Given instruction:
Find each line in the items below that contains the word "foot", and copy those lines out.

§ §

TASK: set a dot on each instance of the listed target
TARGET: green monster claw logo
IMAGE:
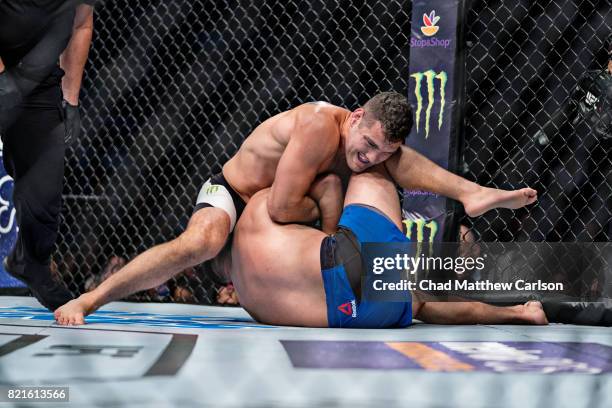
(431, 98)
(421, 225)
(212, 189)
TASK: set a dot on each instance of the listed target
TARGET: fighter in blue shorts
(297, 275)
(341, 269)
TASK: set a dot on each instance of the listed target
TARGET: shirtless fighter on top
(287, 152)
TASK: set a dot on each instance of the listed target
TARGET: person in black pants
(38, 118)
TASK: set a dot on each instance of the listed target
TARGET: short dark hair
(393, 112)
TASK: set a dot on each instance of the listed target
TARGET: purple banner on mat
(453, 356)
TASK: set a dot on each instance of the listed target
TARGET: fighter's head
(377, 130)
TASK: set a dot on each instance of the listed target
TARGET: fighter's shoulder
(319, 119)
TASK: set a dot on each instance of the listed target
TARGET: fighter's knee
(204, 237)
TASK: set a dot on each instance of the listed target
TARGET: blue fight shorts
(341, 270)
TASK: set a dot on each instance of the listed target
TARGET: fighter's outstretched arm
(412, 170)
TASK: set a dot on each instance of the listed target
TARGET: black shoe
(45, 289)
(587, 313)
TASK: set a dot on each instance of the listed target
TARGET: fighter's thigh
(375, 188)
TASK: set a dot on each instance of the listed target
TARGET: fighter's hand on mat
(72, 313)
(72, 122)
(487, 199)
(227, 295)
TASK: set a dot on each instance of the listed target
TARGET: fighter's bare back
(253, 167)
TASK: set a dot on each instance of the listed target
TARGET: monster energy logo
(421, 225)
(212, 189)
(429, 76)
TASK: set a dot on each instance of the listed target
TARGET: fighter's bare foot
(533, 313)
(73, 312)
(486, 199)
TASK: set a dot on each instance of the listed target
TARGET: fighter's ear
(356, 116)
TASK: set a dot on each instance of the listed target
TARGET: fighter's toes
(534, 313)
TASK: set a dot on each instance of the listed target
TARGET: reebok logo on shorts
(349, 308)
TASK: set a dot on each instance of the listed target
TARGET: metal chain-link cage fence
(530, 67)
(173, 87)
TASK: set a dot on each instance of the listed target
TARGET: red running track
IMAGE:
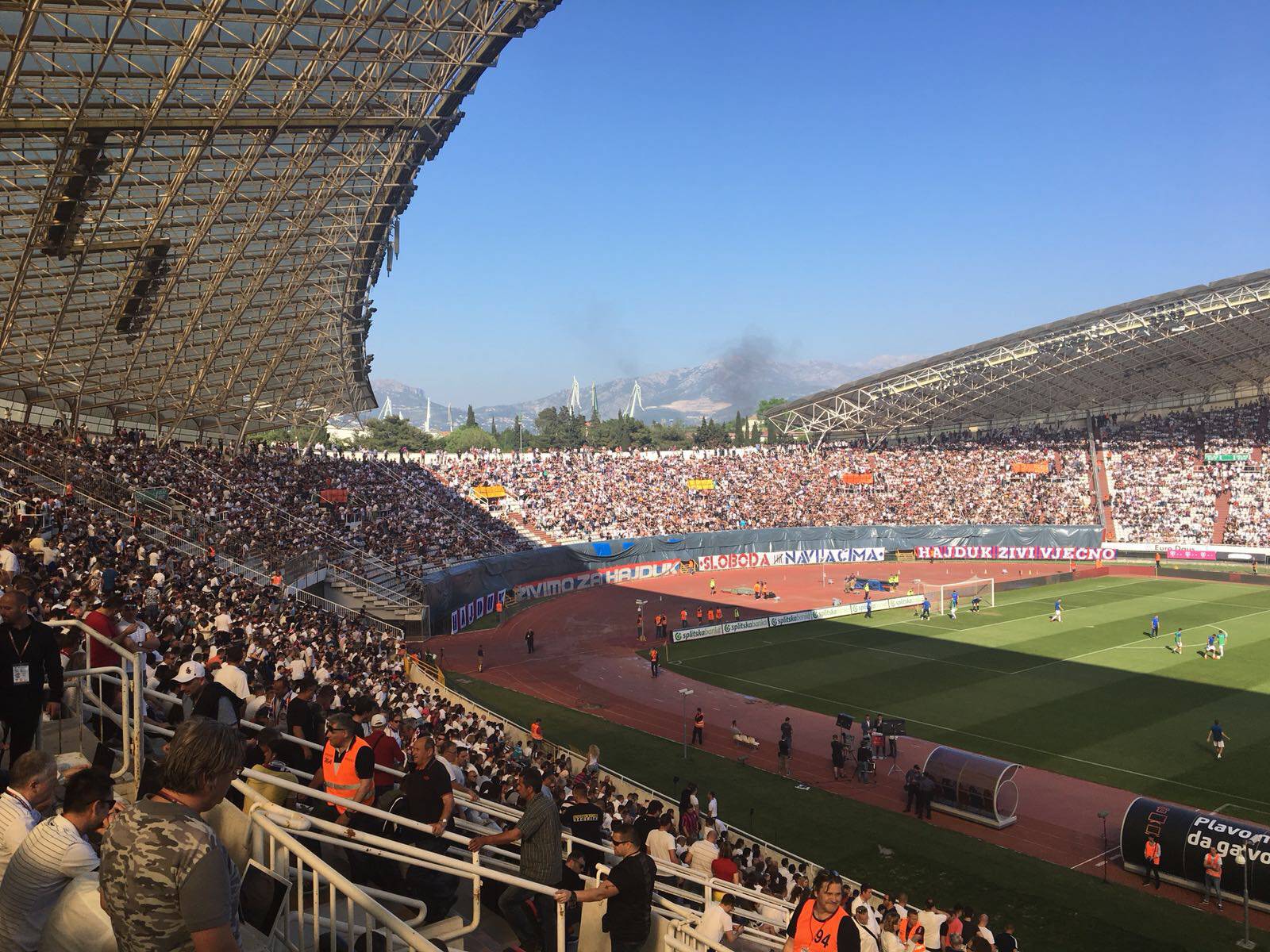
(586, 659)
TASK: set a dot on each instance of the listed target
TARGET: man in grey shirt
(539, 831)
(167, 881)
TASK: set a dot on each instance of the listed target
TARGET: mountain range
(717, 389)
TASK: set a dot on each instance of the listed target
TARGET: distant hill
(715, 389)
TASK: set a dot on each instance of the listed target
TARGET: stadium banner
(798, 556)
(451, 587)
(1185, 835)
(475, 609)
(775, 621)
(1206, 555)
(564, 584)
(709, 631)
(1020, 554)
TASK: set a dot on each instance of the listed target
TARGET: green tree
(394, 433)
(764, 413)
(710, 435)
(469, 438)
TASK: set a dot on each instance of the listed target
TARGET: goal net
(967, 592)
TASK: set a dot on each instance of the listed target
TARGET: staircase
(1104, 476)
(527, 532)
(1223, 513)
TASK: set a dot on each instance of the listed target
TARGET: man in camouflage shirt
(167, 881)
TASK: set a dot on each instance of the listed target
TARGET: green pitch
(1091, 696)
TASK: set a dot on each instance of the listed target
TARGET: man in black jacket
(629, 890)
(205, 697)
(29, 662)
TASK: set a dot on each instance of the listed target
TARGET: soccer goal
(967, 592)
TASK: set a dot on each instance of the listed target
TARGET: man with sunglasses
(819, 923)
(629, 890)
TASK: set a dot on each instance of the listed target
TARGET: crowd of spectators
(605, 494)
(229, 647)
(262, 505)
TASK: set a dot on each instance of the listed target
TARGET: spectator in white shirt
(931, 920)
(986, 933)
(702, 854)
(52, 854)
(32, 784)
(863, 901)
(230, 674)
(717, 923)
(660, 842)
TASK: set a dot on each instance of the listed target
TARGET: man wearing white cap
(205, 698)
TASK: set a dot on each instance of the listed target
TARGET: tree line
(556, 428)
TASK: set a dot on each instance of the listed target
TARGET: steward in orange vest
(340, 768)
(1153, 856)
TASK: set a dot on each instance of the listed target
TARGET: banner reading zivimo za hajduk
(1022, 554)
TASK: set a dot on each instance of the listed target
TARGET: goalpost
(941, 596)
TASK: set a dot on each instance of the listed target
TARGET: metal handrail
(370, 843)
(130, 702)
(340, 886)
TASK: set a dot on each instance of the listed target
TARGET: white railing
(473, 869)
(324, 901)
(681, 936)
(129, 677)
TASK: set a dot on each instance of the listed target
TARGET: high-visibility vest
(341, 778)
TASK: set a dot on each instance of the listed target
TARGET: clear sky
(639, 183)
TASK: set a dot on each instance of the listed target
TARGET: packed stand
(262, 505)
(610, 494)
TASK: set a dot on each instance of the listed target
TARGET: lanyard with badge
(21, 672)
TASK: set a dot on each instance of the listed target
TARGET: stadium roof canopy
(1184, 348)
(196, 196)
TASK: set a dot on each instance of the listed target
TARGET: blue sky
(638, 184)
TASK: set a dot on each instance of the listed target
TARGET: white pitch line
(983, 736)
(1099, 856)
(920, 658)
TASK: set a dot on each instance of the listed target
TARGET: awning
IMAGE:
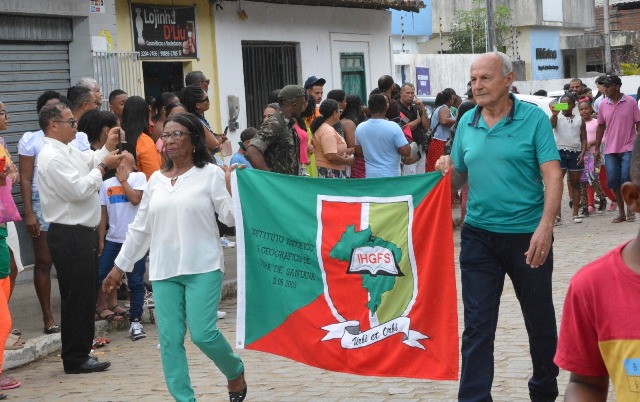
(589, 41)
(404, 5)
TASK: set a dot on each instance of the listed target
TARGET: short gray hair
(507, 67)
(87, 82)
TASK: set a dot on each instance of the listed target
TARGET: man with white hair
(93, 85)
(505, 149)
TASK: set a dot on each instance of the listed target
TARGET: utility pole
(491, 28)
(607, 41)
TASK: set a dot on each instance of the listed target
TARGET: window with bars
(354, 74)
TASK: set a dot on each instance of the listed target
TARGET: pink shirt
(620, 119)
(592, 126)
(304, 143)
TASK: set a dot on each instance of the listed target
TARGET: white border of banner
(241, 264)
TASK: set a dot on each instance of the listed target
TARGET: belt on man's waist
(76, 227)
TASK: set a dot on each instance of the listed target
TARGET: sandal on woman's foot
(14, 342)
(100, 342)
(120, 313)
(8, 383)
(54, 329)
(105, 314)
(619, 219)
(238, 396)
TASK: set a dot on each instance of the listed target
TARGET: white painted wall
(323, 32)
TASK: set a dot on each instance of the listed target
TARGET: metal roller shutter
(35, 57)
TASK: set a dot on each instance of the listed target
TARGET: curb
(42, 346)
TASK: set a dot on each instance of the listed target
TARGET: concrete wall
(61, 8)
(548, 64)
(445, 70)
(575, 13)
(630, 84)
(322, 33)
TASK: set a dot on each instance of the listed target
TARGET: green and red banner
(355, 276)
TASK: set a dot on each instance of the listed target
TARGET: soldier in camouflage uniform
(276, 146)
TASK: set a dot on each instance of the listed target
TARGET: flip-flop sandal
(9, 383)
(54, 329)
(106, 316)
(14, 342)
(122, 314)
(99, 343)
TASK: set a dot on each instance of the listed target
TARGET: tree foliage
(469, 31)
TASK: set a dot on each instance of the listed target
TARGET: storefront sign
(161, 32)
(423, 85)
(96, 6)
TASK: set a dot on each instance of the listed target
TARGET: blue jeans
(485, 258)
(135, 279)
(618, 169)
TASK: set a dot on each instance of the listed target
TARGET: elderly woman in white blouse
(177, 223)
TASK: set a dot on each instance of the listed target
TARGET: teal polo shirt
(506, 193)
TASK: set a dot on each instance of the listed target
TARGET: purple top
(620, 119)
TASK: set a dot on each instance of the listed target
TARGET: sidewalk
(136, 372)
(27, 316)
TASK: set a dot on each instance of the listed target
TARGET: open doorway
(162, 77)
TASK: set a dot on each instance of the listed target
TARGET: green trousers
(193, 300)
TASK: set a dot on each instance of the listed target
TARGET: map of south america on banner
(354, 276)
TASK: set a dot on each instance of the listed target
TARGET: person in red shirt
(600, 331)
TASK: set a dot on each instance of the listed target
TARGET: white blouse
(178, 224)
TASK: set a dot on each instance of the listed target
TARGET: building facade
(267, 46)
(542, 34)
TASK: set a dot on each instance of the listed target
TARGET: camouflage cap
(291, 91)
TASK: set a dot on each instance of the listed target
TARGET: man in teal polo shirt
(506, 150)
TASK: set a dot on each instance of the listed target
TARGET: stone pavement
(136, 372)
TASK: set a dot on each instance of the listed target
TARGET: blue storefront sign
(546, 56)
(423, 84)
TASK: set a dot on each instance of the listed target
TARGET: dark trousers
(485, 258)
(74, 252)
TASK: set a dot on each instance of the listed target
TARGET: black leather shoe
(90, 366)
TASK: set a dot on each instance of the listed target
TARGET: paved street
(136, 372)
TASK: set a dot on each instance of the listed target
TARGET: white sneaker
(136, 331)
(226, 243)
(148, 300)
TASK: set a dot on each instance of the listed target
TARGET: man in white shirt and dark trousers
(69, 182)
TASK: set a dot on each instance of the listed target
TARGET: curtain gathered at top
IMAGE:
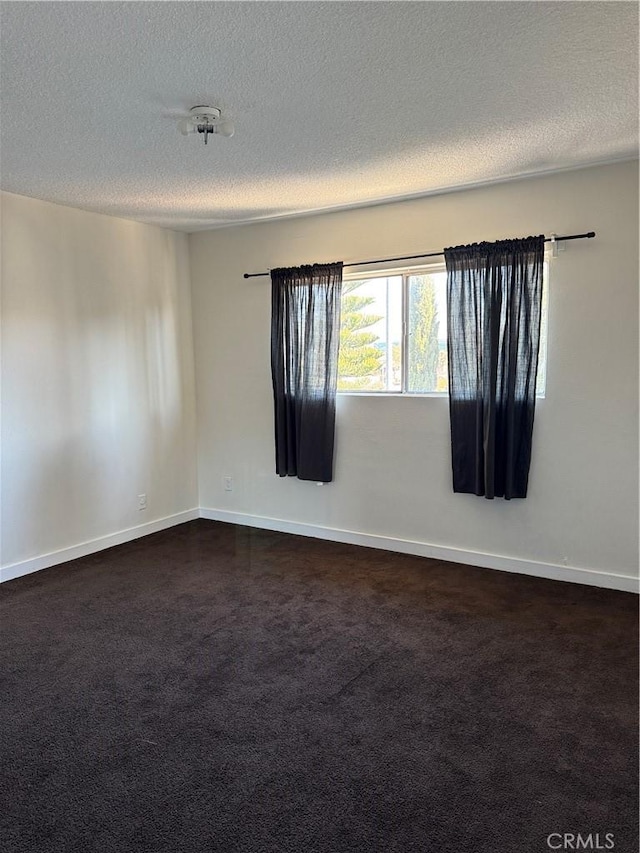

§ §

Answer in full:
TARGET: fighter's bare foot
TARGET: sandal on woman's foot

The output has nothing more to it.